** Begin Excerpt **

Skip to content

tomoyoshki/HFT-strategies

Repository files navigation

High Frequency Trading Strategies

Team Members

Project Description

We will implement HFT strategies that trade on real-world market data using proprietary software Strategy Studio (SS). This project has several components: market data, strategy, analysis, and automation. The first component is data parser. Since SS does not have built-in data, we need to harvest our own for backtesting. Therefore, we will be downloading historic market data from IEX. The second component is the strategy development--implement trading strategies and backtest the strategies in SS. We are going to implement a few strategies for this project, Kalman Filter, Reinforcement Learning, and Long short term memory . The next component will be interpreting the output of SS. SS will generate complex CSV files containing trade histories and earnings. Since the CSVs do not provide much explicitly, we will interpret them and analyze the strategies' performance, generating comparisons and visualizations. The final component is automation. Since running SS backtesting requires users to type many lines of commands, we feel the need to write a script to replace the manual work. Ideally, we should be able to run the backtesting in one click.

** End Excerpt **
** Begin Data to use **

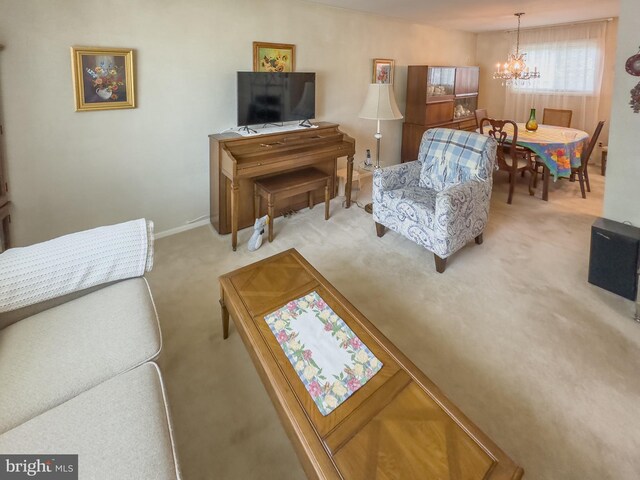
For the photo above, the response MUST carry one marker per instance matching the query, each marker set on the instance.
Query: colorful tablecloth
(331, 361)
(559, 148)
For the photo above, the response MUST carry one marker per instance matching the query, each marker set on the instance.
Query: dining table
(559, 149)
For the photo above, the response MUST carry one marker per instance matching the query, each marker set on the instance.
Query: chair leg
(441, 263)
(326, 202)
(271, 212)
(581, 180)
(586, 179)
(512, 186)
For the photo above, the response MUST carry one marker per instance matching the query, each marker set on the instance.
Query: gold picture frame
(273, 57)
(382, 70)
(102, 78)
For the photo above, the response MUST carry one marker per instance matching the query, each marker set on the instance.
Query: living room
(512, 333)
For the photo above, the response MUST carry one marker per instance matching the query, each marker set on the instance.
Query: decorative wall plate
(633, 65)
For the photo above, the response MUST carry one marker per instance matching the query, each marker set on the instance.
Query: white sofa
(78, 336)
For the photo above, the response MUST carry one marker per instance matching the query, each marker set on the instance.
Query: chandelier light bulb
(515, 70)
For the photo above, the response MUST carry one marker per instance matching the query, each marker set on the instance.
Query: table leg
(546, 173)
(234, 216)
(225, 316)
(347, 188)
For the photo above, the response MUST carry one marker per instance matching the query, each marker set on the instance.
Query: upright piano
(237, 161)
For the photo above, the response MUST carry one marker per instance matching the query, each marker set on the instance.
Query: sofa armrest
(396, 176)
(74, 262)
(463, 209)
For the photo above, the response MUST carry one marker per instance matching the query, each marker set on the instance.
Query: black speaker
(614, 262)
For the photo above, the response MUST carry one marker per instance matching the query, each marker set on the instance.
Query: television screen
(266, 97)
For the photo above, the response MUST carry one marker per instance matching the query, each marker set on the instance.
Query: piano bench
(288, 185)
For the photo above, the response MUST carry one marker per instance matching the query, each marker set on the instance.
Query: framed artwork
(102, 78)
(382, 70)
(273, 57)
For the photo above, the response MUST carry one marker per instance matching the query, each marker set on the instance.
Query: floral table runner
(329, 358)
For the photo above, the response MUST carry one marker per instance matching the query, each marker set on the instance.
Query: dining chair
(508, 157)
(480, 114)
(582, 171)
(559, 118)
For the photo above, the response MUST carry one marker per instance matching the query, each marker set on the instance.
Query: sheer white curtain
(570, 60)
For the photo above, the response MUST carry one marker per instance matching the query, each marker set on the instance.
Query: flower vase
(532, 124)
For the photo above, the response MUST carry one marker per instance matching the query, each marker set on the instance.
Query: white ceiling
(483, 16)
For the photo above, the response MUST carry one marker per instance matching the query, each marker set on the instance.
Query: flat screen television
(266, 97)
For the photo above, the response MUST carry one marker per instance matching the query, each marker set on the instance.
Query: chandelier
(515, 70)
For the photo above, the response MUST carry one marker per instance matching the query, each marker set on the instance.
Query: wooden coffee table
(398, 425)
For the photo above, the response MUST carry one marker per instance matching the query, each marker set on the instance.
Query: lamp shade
(380, 103)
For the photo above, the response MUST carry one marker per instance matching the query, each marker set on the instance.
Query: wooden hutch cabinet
(438, 97)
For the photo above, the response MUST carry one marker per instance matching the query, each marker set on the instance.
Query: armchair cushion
(74, 262)
(450, 157)
(440, 201)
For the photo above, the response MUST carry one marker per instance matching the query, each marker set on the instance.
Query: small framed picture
(273, 57)
(102, 78)
(382, 70)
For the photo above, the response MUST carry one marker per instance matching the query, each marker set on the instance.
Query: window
(566, 68)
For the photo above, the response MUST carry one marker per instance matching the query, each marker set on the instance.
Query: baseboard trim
(184, 228)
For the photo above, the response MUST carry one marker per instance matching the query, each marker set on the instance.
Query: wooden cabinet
(438, 97)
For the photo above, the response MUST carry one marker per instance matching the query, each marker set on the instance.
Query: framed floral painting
(102, 78)
(382, 70)
(273, 57)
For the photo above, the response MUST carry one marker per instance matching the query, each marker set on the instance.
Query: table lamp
(380, 104)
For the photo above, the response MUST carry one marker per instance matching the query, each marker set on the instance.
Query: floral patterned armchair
(441, 200)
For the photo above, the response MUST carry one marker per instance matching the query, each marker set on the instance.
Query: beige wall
(494, 47)
(622, 188)
(73, 170)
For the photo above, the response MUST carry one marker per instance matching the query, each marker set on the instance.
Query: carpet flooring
(543, 362)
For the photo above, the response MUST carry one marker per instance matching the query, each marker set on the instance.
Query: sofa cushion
(53, 356)
(119, 429)
(74, 262)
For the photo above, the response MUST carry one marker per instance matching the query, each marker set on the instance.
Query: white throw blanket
(74, 262)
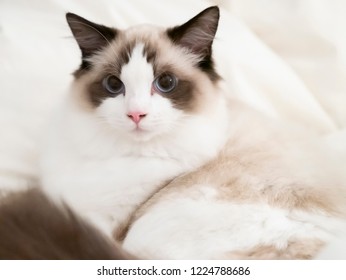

** End Data to use **

=== Actions to take ===
**1.** Which trading strategies does the project description say the team will implement?
**2.** List every line of the records that contains the word "sofa". Case counts.
The project description and the records are unrelated to each other.

=== Answers to the tasks ===
**1.** Kalman Filter, Reinforcement Learning, and Long short term memory.

**2.**
Query: white sofa
Query: sofa armrest
Query: sofa cushion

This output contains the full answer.